The exercise: Reproduce the tax discussion below word for word, in full.

Page text:
We evaluate the recoverability of our deferred tax assets each quarter by assessing the likelihood of future profitability and available tax planning strategies that could be implemented to realize our net deferred tax assets. At December 31, 2013, we recorded net deferred tax assets of $177 million. These assets included $187 million for the value of tax loss and credit carryforwards. A valuation allowance of $101 million was recorded to reduce the tax assets to the net value management believed was more likely than not to be realized. In the event our operating performance deteriorates, future assessments could conclude that a larger valuation allowance will be needed to further reduce the deferred tax assets.

We expect our 2014 effective tax rate to be 28.5 percent excluding any discrete items that may arise. The research tax credit expired December 31, 2013, and has not yet been renewed by Congress. If the research credit is reinstated during 2014, we would anticipate the 2014 effective tax rate to be reduced to 27 percent. The increase in the effective tax rate from 2013 to 2014 is attributable primarily to one-time tax benefits in 2013 that will not repeat in 2014, as well as other changes in tax legislation in the U.S. and proposed changes in the U.K. that will unfavorably impact our 2014 effective tax rate.
  
In September 2013, the Internal Revenue Service released final tangible personal property regulations regarding the deduction and capitalization of expenditures related to tangible property. The new rules will become effective for taxable years beginning on or after January 1, 2014. While we are still finalizing our analysis, we do not believe that these regulations will have a material impact on our Consolidated Financial Statements.

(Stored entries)
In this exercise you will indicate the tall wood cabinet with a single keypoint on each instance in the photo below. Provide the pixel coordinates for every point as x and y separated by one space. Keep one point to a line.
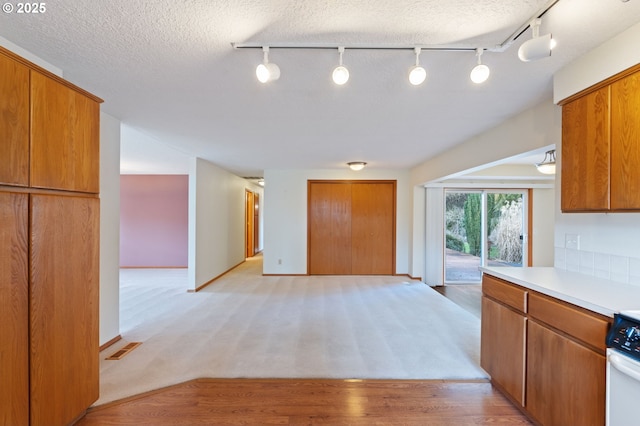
351 227
601 146
49 246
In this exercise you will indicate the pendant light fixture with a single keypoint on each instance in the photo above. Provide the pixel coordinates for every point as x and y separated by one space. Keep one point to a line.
539 46
417 74
356 165
267 71
479 73
340 73
548 165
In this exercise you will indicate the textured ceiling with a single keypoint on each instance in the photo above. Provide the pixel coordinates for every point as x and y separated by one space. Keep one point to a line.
167 70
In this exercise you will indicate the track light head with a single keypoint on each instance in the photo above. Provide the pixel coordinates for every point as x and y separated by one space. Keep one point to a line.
538 47
267 71
479 73
356 165
417 74
340 73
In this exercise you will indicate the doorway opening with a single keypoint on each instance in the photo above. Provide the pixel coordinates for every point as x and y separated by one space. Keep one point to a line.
484 228
252 223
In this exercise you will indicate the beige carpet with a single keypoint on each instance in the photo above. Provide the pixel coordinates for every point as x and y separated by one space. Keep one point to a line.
247 325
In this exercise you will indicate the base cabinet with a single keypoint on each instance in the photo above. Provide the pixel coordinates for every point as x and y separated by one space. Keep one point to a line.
565 380
544 354
503 345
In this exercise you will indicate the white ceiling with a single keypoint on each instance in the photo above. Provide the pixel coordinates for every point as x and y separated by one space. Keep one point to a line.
167 70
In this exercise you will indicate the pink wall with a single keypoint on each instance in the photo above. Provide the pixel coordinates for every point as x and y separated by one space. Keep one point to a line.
154 220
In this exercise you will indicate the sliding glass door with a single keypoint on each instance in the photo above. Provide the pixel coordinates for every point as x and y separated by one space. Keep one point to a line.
483 228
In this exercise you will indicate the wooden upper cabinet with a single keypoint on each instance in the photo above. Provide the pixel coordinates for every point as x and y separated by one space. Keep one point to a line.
64 137
585 152
625 143
14 131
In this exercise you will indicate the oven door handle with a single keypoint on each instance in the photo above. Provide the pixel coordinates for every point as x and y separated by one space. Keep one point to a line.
624 366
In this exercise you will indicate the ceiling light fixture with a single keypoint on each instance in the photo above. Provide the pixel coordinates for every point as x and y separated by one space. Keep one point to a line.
267 71
356 165
548 165
539 46
417 74
340 73
479 73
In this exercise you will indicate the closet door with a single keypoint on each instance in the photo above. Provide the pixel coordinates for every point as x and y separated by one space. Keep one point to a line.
63 307
14 315
329 228
372 226
14 131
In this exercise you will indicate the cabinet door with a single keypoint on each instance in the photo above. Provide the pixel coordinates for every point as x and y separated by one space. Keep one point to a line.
565 380
372 228
14 122
63 297
625 143
64 137
502 351
14 319
329 228
585 153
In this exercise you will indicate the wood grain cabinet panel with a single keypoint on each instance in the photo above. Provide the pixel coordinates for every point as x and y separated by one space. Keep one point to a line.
625 143
502 350
565 380
64 264
14 314
14 131
64 137
372 225
585 152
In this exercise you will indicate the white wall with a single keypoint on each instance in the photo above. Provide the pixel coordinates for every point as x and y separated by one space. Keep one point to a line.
109 228
609 243
542 234
285 215
216 221
533 129
30 56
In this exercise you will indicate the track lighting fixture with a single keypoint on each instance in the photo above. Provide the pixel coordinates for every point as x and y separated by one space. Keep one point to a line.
539 46
356 165
479 73
267 71
340 73
548 165
417 74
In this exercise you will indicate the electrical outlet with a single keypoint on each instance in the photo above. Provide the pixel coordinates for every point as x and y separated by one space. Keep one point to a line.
572 241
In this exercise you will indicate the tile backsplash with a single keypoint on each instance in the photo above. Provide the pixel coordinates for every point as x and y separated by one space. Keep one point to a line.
602 265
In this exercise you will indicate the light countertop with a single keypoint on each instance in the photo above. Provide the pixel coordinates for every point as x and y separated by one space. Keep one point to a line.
595 294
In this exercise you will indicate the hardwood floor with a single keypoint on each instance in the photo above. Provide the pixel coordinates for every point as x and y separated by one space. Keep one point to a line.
312 402
468 296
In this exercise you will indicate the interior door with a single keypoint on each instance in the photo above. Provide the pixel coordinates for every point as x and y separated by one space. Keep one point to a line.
351 227
372 222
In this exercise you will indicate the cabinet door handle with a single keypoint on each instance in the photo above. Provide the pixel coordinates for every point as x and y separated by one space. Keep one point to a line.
624 366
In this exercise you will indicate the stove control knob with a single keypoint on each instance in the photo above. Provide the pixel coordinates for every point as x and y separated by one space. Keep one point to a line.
632 334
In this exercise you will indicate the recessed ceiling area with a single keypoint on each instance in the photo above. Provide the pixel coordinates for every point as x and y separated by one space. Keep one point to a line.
168 71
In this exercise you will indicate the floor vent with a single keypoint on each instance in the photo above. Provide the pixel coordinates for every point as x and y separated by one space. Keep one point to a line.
120 353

The solution:
We evaluate the recoverability of our deferred tax assets each quarter by assessing the likelihood of future profitability and available tax planning strategies that could be implemented to realize our net deferred tax assets. At December 31, 2013, we recorded net deferred tax assets of $177 million. These assets included $187 million for the value of tax loss and credit carryforwards. A valuation allowance of $101 million was recorded to reduce the tax assets to the net value management believed was more likely than not to be realized. In the event our operating performance deteriorates, future assessments could conclude that a larger valuation allowance will be needed to further reduce the deferred tax assets.

We expect our 2014 effective tax rate to be 28.5 percent excluding any discrete items that may arise. The research tax credit expired December 31, 2013, and has not yet been renewed by Congress. If the research credit is reinstated during 2014, we would anticipate the 2014 effective tax rate to be reduced to 27 percent. The increase in the effective tax rate from 2013 to 2014 is attributable primarily to one-time tax benefits in 2013 that will not repeat in 2014, as well as other changes in tax legislation in the U.S. and proposed changes in the U.K. that will unfavorably impact our 2014 effective tax rate.
  
In September 2013, the Internal Revenue Service released final tangible personal property regulations regarding the deduction and capitalization of expenditures related to tangible property. The new rules will become effective for taxable years beginning on or after January 1, 2014. While we are still finalizing our analysis, we do not believe that these regulations will have a material impact on our Consolidated Financial Statements.